Problem statement:
The lines to extract begin at the one containing "of the upholstered" and run to the end of the listing; set them down exactly and alone.

## Begin Recorded data

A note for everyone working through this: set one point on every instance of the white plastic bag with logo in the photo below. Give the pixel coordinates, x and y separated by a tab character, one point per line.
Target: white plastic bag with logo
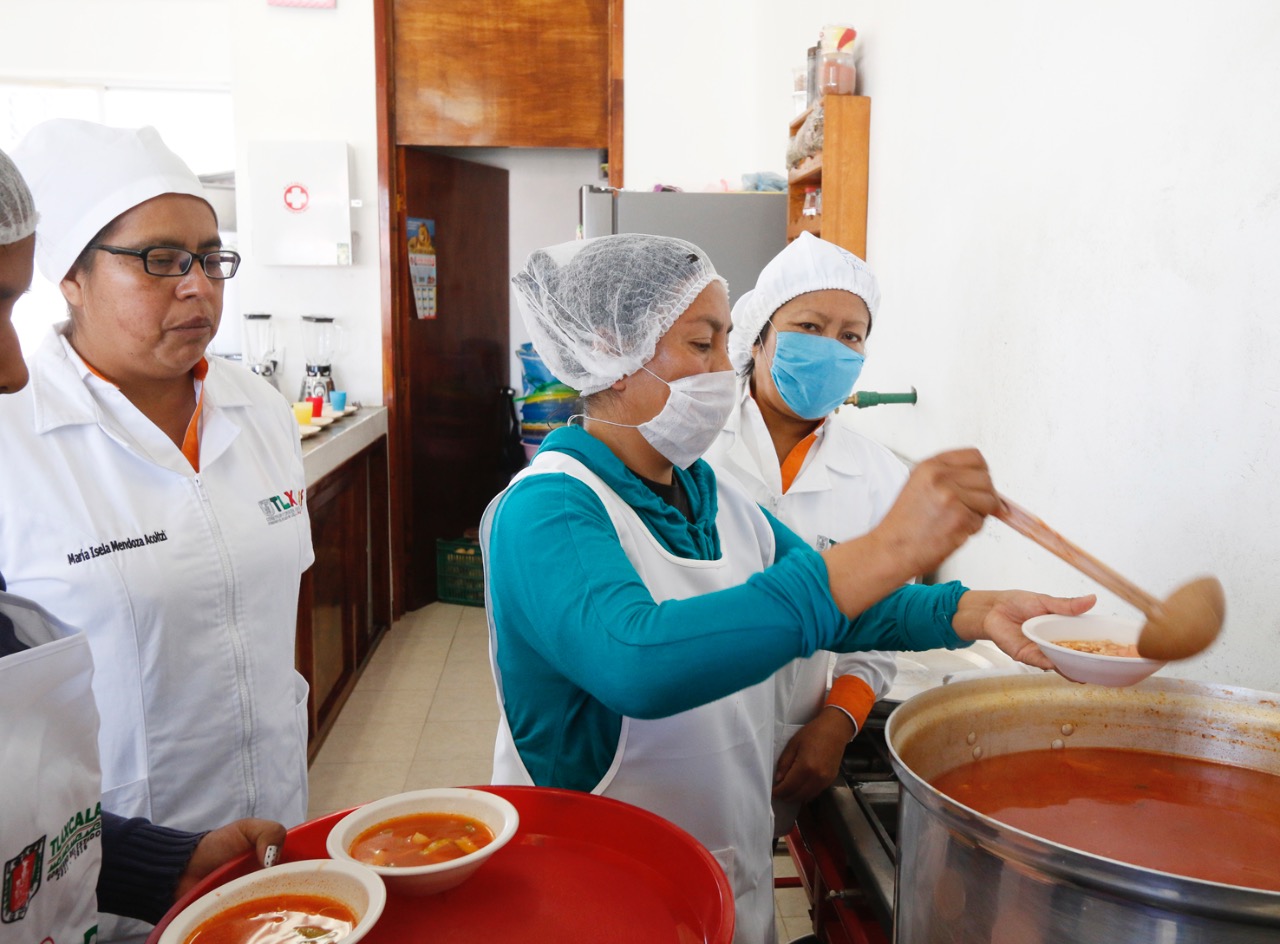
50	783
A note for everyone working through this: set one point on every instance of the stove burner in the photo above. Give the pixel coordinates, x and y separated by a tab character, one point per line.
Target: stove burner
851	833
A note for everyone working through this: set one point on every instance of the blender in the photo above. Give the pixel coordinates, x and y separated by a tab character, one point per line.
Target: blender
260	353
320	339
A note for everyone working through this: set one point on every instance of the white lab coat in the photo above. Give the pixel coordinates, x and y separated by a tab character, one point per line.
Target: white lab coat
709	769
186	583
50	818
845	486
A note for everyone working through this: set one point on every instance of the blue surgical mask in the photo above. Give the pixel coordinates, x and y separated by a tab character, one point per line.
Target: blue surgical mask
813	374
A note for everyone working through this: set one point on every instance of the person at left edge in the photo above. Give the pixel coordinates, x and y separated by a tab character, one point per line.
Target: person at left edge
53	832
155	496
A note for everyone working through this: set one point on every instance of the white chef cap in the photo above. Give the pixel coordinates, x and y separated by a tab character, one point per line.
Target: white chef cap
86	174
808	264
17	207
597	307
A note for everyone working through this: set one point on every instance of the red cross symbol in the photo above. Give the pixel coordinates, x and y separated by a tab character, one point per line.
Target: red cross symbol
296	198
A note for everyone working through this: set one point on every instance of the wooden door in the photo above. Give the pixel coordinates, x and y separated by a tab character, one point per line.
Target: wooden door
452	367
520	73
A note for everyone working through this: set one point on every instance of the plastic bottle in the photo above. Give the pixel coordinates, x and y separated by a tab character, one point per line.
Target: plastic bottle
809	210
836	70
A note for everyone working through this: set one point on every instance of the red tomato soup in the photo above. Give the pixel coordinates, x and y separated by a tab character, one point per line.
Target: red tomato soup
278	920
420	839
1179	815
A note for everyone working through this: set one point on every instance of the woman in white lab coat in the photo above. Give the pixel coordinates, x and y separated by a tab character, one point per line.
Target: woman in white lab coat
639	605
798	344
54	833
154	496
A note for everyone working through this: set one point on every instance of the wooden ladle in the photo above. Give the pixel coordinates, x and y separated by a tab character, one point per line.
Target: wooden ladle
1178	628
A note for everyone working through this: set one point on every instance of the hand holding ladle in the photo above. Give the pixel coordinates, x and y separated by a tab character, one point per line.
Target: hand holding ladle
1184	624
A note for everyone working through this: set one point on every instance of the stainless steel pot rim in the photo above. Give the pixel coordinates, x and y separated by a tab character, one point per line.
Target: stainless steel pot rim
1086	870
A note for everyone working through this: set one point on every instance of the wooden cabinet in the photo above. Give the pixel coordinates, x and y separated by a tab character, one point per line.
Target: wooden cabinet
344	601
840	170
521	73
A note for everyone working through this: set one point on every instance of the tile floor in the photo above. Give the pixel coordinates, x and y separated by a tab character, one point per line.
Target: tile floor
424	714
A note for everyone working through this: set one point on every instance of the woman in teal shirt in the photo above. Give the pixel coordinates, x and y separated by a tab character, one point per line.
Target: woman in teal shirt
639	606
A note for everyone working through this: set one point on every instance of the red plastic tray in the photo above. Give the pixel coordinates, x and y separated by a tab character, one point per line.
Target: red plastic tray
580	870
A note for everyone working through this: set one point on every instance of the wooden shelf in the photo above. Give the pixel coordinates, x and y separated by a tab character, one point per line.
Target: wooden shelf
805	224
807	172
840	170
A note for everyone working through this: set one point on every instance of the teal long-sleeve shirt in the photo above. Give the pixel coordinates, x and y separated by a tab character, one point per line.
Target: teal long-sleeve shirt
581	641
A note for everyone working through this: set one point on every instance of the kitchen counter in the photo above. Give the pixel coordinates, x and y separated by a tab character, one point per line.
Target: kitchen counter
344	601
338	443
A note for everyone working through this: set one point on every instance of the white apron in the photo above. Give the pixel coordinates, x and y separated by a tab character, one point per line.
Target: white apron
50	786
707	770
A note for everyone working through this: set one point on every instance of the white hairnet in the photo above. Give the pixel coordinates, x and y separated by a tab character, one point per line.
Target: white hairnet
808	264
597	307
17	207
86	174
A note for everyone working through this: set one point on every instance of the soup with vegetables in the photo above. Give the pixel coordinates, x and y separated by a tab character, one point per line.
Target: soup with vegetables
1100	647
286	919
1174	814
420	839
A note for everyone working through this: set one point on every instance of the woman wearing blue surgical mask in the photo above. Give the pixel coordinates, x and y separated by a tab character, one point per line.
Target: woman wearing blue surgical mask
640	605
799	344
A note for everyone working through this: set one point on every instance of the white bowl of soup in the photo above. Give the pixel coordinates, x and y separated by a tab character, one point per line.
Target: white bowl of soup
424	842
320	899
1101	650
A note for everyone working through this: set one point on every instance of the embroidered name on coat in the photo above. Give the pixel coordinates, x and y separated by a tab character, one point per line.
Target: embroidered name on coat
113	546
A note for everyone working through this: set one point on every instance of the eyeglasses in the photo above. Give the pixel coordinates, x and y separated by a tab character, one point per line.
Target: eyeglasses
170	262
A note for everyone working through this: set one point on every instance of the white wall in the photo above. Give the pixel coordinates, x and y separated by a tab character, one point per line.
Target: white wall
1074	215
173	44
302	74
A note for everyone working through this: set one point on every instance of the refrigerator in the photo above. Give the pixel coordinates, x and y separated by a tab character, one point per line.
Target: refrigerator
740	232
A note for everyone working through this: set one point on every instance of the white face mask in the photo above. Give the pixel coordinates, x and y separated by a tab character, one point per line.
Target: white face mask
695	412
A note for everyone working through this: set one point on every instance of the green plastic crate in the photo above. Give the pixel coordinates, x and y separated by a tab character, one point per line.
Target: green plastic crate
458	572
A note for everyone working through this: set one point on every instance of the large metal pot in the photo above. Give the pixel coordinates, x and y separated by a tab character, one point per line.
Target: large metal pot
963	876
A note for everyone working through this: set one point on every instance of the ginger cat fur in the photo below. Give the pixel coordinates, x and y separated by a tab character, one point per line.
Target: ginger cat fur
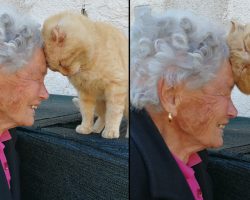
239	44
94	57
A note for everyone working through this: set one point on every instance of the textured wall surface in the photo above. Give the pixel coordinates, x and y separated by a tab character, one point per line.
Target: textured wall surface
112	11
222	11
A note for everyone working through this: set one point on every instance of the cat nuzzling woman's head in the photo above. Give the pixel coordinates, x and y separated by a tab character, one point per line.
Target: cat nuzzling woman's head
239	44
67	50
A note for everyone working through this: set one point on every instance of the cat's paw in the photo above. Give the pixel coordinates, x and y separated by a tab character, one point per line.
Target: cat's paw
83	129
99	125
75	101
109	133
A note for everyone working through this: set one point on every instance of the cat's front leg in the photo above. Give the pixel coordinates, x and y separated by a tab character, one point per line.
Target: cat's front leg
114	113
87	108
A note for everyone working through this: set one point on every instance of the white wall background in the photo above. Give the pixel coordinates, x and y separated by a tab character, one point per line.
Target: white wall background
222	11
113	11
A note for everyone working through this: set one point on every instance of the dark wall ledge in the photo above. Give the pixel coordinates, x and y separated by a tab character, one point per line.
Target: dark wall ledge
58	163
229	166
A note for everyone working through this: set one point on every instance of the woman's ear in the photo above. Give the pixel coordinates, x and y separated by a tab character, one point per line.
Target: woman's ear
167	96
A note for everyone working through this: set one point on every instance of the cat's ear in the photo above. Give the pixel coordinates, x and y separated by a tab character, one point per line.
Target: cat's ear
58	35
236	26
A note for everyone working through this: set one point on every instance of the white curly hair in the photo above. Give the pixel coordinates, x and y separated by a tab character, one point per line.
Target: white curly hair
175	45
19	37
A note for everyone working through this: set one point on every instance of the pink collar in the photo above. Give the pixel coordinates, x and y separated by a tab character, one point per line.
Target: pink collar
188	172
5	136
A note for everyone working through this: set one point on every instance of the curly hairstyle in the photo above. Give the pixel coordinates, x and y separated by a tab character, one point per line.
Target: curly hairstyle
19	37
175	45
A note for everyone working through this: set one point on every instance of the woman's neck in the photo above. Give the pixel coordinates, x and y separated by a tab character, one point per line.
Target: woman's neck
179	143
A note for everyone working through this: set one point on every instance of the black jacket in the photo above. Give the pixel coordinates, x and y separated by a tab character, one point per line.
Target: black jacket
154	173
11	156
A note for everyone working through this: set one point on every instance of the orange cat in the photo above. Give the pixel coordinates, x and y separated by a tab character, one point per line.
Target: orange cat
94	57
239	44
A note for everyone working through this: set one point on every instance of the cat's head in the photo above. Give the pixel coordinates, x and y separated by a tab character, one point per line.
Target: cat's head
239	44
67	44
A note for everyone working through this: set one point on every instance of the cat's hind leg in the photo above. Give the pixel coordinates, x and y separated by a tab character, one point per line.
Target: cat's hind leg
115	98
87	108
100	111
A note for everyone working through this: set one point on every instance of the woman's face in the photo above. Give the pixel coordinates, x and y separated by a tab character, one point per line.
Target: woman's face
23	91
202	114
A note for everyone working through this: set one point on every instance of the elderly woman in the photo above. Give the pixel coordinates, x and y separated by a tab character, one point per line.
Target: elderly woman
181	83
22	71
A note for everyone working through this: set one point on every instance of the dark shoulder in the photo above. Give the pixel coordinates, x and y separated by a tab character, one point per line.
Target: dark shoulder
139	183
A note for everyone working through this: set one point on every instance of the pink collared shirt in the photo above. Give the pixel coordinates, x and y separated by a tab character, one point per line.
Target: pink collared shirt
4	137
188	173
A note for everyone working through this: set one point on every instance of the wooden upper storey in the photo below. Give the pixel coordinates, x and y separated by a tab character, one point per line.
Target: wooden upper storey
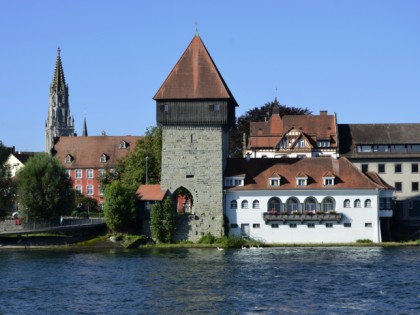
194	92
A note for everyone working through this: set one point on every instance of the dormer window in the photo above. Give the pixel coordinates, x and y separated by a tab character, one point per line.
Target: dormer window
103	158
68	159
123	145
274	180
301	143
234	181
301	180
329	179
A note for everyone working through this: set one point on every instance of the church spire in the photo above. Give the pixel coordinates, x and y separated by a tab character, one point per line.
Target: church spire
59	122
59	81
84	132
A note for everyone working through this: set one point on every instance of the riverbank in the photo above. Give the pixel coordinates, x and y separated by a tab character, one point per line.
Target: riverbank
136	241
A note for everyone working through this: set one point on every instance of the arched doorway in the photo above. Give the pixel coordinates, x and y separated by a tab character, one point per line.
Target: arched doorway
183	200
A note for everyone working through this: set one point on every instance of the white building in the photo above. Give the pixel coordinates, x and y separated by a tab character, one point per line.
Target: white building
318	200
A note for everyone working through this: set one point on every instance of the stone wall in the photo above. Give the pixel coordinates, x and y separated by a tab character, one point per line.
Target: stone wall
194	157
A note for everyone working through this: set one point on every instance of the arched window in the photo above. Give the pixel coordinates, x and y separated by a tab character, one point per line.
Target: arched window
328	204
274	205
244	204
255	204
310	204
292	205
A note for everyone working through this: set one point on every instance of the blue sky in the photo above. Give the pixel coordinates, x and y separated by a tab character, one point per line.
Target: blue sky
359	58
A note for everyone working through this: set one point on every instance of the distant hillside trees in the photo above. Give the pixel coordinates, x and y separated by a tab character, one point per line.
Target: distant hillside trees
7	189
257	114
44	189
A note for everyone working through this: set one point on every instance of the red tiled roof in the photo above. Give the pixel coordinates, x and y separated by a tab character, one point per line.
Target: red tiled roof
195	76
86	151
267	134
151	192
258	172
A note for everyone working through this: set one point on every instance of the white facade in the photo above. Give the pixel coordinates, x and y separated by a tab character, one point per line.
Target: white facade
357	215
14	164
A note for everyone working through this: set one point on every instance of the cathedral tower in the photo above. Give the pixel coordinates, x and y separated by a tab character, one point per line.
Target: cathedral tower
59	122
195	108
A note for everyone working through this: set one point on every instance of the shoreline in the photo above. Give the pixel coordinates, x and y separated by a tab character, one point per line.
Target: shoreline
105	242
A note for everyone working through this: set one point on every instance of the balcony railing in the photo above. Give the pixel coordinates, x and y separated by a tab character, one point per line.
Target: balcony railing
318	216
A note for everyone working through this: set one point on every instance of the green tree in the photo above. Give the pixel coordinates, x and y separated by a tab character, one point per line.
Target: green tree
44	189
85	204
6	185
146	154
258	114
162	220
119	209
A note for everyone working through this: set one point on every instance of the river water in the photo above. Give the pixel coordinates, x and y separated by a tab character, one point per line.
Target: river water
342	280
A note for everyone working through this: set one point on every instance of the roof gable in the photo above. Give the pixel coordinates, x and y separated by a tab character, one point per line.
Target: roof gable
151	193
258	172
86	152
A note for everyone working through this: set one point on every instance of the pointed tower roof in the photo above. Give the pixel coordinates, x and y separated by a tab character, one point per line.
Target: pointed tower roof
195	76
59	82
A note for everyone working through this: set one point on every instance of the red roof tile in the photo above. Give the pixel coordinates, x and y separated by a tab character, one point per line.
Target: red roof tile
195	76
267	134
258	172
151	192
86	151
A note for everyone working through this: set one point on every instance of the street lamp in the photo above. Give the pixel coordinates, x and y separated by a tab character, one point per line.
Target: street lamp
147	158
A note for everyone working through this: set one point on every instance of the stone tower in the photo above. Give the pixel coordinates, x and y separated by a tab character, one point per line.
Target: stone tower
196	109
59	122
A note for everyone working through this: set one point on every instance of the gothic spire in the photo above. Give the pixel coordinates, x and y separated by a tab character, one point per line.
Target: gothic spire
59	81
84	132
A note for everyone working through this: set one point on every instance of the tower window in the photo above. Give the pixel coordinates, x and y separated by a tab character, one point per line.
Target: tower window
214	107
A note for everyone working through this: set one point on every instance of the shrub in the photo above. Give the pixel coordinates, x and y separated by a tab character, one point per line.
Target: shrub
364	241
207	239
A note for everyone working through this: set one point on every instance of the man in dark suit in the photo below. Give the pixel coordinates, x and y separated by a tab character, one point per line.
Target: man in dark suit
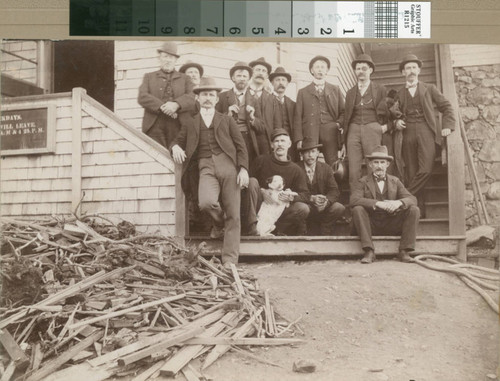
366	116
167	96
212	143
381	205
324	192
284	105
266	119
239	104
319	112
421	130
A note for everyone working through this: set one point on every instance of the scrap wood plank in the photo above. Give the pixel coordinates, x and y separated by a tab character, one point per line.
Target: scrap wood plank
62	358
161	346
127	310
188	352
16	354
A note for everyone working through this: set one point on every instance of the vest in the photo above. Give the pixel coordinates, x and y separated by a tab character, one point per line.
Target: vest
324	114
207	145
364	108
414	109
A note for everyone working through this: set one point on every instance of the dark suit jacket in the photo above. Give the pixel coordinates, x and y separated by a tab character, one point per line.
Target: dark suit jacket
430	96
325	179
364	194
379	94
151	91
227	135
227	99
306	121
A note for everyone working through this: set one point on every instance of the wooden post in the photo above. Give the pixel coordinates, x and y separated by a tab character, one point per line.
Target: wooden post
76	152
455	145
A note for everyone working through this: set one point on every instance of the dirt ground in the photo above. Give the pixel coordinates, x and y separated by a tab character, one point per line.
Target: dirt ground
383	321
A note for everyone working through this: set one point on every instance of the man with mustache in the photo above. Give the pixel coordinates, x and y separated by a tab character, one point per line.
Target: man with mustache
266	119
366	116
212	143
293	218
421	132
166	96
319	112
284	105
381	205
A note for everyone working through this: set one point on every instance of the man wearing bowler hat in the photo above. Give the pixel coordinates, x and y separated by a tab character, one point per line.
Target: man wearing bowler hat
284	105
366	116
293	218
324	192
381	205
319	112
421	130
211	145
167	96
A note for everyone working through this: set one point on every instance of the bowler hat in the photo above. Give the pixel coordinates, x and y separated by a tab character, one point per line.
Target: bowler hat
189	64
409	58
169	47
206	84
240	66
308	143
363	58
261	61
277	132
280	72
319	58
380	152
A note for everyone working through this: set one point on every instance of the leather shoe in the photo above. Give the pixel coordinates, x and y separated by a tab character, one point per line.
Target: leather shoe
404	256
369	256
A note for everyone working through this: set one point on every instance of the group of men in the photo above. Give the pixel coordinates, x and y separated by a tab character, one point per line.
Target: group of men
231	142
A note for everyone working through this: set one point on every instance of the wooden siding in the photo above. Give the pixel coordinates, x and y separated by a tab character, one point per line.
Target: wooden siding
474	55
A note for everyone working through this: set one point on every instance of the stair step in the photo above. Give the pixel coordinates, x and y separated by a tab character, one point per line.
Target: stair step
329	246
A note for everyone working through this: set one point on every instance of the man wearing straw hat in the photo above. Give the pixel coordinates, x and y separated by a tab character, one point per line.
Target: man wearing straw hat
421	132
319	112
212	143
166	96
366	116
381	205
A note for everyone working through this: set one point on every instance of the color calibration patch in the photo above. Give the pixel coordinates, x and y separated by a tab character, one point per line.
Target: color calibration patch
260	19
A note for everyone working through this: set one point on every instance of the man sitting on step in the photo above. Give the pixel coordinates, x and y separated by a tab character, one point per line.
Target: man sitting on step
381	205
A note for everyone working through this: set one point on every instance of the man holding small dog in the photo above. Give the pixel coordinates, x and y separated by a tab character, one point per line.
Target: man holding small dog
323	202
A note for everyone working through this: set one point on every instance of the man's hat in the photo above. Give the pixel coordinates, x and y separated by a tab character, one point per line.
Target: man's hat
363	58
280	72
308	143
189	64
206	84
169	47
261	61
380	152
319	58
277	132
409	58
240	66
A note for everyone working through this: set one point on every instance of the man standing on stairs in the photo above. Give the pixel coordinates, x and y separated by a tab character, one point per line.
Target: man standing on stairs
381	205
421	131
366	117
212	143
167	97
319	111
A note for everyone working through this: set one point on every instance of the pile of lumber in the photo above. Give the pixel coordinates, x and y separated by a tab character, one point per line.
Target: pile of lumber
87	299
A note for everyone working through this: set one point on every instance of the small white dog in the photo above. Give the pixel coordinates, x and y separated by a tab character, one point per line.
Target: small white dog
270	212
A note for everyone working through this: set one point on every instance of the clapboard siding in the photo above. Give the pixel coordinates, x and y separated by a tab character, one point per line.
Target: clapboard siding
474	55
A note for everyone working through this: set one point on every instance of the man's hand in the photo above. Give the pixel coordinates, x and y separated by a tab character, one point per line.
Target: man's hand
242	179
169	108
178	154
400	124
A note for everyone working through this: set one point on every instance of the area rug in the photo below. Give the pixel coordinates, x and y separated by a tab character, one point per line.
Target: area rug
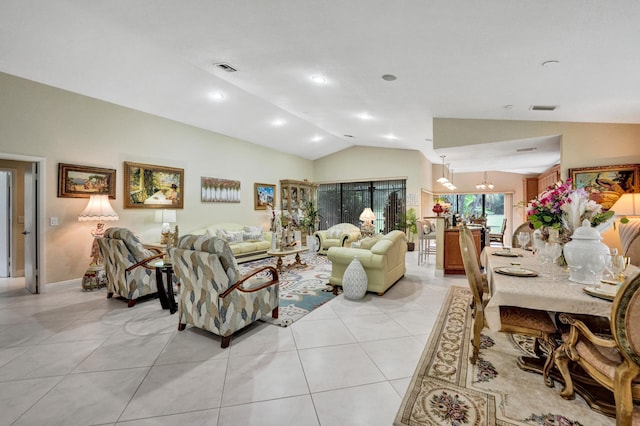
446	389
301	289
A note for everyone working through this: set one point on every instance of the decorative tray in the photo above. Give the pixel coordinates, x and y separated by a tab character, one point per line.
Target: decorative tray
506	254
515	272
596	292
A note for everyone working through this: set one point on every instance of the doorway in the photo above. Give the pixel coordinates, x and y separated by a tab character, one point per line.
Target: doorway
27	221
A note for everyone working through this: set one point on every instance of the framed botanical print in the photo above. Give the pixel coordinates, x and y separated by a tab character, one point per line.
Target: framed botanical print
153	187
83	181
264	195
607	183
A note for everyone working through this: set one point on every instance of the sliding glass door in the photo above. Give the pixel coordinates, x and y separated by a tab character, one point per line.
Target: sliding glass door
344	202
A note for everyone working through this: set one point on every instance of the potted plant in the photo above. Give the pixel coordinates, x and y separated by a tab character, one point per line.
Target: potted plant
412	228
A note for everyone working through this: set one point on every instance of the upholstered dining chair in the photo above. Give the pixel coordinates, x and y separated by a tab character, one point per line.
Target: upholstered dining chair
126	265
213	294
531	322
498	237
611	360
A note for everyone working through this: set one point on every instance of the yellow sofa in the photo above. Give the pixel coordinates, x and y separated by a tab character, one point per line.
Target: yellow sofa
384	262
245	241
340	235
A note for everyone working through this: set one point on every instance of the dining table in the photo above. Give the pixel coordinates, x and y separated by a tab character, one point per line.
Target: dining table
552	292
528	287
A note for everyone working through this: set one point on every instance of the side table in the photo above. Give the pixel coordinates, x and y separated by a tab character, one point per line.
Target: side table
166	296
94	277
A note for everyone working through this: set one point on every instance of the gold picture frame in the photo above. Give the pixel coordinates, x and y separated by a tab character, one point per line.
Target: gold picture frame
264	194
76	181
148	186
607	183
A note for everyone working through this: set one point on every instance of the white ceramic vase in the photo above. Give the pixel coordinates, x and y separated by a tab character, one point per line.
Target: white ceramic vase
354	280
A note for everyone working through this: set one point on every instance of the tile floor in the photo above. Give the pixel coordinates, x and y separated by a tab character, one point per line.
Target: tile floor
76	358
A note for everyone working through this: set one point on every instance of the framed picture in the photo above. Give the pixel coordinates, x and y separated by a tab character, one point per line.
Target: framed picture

## End Recorded data

Correct result:
A note for everyone working through this: set one point on every instance of the upholstered dining chair in the photo above. Give the pixel coordinates, x and y separated by a tab character, one point per line.
Target: upholstered dining chair
126	265
213	294
531	322
498	237
611	360
A note for everyone working through this: set one point on every instance of the yellow sofa in the photo above. Give the pixel coordinates, x and y separated by a tab character, one point per line.
Target: yellow sofa
384	262
245	241
340	235
A note for everyone working through this: set one point on every instance of the dining table in the photo above. Give the pixel coordinates, x and y separated by a tab character, one point per line.
Target: dining table
552	292
528	287
A note for everyone working through this: set one point on every instance of the side table in the photo above. Give the pixel coordinates, x and y separated by a tab character, one point per line.
Target: side table
166	296
94	277
A note for everyone working through this: set one point on every instance of the gold picture frame in the photo above. Give the pixel coordinates, x and y separated by a tab character, one point per line.
Target: gold picture frame
264	194
76	181
148	186
607	183
A note for everyone working through this: set one point on every instance of the white ceramic vase in the photo above. Give the pixel coordinates, x and y separated by a tab character, one point per line.
Target: white ceramic vase
354	280
A note for everyone working through this: set one point on every instance of the tile floor in the photo above. Give the pixel coordinates, x and y separated by a tab character, one point per line.
Target: tile floor
76	358
A note for everyone working through this: set one point on every instance of the framed picture in the photo above. Give the pixel coordinates, x and y separated by a tab character, one point per line.
Target: framed picture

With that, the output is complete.